# Record list
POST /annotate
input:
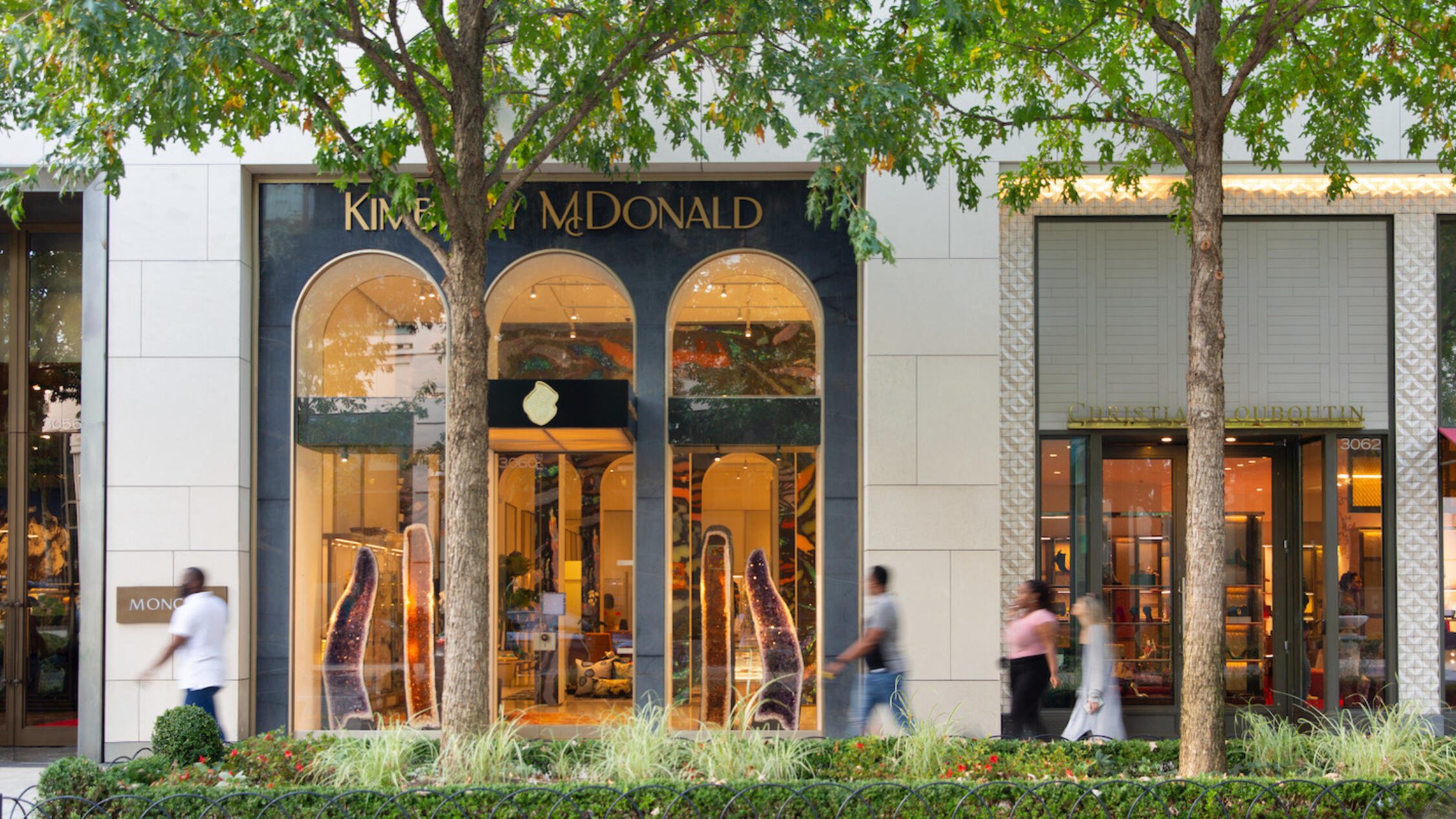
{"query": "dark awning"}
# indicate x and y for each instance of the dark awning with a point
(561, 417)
--
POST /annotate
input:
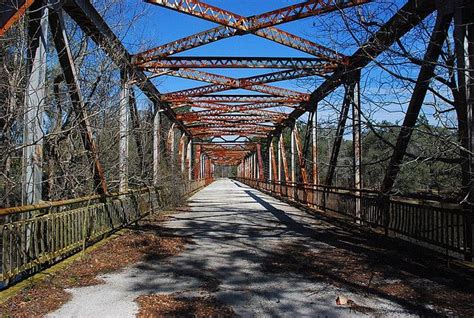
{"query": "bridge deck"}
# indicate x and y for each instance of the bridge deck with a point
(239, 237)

# The problem
Locate every line in the records that contains the string "bridge", treating case as significant, and copy each such line.

# Response below
{"query": "bridge deck"}
# indicate x and y for each instance of the bridge deck with a point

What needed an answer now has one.